Provided passage —

+ + + +

Duke will comply with the American Cancer Society’s request for repayment of a grant that funded the work of former Duke cancer researcher Dr. Anil Potti.
The University will repay approximately $437,400 of the $729,000 ACS grant awarded in 2007, Dr. Michael Cuffe, Duke University Health System vice president for medical affairs, confirmed in a statement Monday. The remainder of the grant award had not yet been spent and will be retained by the organization. Officials from ACS could not be reached for comment Monday.
ACS suspended payments on the grant this summer after questions arose concerning Potti’s resume. Duke officials, led by Provost Peter Lange, conducted a review of Potti’s credentials and announced in August that they had identified “issues of substantial concern.” Cuffe’s statement noted that the termination of the grant was “a decision ACS made based on the issues with Dr. Potti’s curriculum vitae used in the award application.”
“As I understand it, [the ACS’s] concern was that the original award of the grant was based on a false pretense—that is [that] he was a Rhodes Scholar—and they focused particularly on that issue,” said Huntington Willard, director of Duke’s Institute for Genome Sciences and Policy.

+ + + +

Excerpted records —
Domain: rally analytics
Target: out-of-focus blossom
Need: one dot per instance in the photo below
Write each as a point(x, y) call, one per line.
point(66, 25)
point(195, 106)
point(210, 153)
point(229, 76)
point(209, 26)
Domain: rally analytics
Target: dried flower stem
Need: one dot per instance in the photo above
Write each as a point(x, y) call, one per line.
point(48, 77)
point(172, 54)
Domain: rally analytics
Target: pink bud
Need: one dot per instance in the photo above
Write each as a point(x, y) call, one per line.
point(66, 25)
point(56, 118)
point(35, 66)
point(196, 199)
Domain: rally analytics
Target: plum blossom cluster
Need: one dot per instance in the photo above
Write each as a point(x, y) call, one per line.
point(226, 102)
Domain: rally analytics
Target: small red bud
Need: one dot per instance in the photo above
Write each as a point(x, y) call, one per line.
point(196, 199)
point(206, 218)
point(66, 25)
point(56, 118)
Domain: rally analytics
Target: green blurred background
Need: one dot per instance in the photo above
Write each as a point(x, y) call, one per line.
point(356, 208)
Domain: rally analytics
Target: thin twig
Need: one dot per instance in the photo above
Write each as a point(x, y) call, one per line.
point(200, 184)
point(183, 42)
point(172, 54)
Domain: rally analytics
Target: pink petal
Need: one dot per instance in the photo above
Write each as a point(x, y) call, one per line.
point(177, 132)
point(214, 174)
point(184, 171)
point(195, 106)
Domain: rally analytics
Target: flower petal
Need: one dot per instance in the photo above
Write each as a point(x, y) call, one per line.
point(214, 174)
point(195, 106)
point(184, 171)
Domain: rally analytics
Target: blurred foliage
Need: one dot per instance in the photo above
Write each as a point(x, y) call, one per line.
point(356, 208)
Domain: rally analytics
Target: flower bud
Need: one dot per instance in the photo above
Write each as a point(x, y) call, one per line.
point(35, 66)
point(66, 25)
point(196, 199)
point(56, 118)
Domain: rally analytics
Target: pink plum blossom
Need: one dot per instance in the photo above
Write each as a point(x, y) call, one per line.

+ + + +

Work to be completed —
Answer from the grant repayment passage:
1. About how much of the grant will Duke repay?
2. Who led Duke's review of Potti's credentials?
3. According to Huntington Willard, what false pretense was the original award based on?
The items are separate material and have no connection to the grant repayment passage.

Result for this task —
1. Approximately $437,400.
2. Provost Peter Lange.
3. That Potti was a Rhodes Scholar.